TASK OBJECTIVE:
Count the lines in the rows below that contain the string "item" with case taken into account, and give only that number.

┄┄┄┄┄┄┄┄┄┄

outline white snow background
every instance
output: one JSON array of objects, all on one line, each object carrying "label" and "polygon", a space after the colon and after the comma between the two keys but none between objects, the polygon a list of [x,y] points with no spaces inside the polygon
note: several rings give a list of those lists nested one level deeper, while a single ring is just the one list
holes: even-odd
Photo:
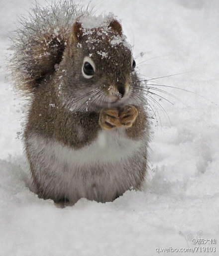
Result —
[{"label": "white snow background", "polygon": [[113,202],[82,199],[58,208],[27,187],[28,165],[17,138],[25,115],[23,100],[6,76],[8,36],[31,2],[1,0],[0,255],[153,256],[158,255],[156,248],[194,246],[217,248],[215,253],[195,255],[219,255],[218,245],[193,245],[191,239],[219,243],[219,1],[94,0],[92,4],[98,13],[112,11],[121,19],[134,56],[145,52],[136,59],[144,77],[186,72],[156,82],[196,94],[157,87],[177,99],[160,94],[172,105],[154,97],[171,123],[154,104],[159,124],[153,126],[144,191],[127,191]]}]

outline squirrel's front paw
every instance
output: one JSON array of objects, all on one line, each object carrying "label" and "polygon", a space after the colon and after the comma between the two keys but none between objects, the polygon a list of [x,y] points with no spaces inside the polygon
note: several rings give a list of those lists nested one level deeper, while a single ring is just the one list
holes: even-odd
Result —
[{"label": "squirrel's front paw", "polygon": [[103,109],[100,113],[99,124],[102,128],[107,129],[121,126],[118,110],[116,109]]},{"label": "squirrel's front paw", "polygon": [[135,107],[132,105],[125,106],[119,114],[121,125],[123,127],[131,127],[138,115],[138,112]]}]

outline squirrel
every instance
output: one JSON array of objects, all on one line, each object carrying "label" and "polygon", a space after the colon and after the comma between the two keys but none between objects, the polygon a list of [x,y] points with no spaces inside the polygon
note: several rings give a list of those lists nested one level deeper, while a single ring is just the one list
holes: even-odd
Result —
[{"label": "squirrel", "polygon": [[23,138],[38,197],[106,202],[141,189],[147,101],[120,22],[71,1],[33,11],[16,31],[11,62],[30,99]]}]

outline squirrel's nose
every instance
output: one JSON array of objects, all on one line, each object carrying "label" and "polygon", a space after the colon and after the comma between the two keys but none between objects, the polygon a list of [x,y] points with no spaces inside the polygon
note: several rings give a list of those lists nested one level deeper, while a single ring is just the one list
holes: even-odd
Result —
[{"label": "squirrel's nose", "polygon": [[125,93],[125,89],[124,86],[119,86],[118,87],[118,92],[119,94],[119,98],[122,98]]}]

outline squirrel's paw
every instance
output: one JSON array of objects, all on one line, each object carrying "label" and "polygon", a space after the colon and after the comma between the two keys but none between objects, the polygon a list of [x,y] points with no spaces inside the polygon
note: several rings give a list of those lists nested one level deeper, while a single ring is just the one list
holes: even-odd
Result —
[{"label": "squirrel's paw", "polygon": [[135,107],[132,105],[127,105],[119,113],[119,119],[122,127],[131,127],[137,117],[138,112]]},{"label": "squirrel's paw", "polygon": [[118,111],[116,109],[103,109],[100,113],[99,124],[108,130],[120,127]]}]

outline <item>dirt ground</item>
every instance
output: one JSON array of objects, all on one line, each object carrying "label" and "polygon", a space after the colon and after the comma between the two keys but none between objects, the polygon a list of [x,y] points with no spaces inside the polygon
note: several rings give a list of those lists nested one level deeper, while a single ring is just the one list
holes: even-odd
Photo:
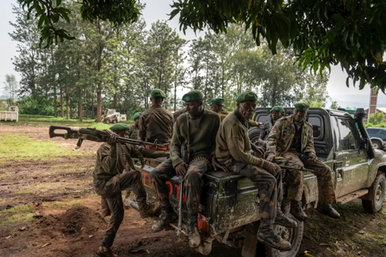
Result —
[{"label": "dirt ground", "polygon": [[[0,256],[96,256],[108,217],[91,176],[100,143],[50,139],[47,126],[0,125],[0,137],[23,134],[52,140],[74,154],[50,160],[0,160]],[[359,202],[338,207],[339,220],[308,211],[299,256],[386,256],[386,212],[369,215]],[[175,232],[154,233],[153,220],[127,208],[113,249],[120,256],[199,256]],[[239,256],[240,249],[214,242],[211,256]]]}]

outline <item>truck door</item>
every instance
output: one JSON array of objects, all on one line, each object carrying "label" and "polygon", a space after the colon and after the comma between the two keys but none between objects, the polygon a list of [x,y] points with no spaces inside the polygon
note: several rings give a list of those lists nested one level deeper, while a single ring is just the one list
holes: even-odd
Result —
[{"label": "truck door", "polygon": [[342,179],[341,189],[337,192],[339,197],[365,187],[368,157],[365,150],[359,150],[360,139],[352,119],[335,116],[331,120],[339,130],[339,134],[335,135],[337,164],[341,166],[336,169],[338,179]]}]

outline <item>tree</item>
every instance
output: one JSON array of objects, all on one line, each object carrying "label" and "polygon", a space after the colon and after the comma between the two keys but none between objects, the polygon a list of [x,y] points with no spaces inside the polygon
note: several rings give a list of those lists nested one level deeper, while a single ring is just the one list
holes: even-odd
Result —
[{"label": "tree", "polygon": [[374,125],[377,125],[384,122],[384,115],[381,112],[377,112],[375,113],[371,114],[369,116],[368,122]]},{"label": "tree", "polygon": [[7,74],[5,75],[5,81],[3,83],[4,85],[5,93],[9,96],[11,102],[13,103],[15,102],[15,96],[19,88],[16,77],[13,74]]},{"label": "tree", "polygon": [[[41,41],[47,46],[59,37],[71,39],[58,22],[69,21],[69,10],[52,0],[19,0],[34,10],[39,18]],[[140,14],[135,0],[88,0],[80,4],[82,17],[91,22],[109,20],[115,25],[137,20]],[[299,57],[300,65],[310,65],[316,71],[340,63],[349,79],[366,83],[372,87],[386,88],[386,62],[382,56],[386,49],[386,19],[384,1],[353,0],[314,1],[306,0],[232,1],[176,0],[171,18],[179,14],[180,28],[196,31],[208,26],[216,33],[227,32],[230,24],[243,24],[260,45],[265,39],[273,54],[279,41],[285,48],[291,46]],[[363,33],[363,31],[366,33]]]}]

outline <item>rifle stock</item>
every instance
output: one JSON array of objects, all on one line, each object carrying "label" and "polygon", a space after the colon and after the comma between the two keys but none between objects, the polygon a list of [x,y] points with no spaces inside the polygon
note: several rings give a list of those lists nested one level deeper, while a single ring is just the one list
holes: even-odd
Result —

┄┄┄┄┄┄┄┄┄┄

REPLY:
4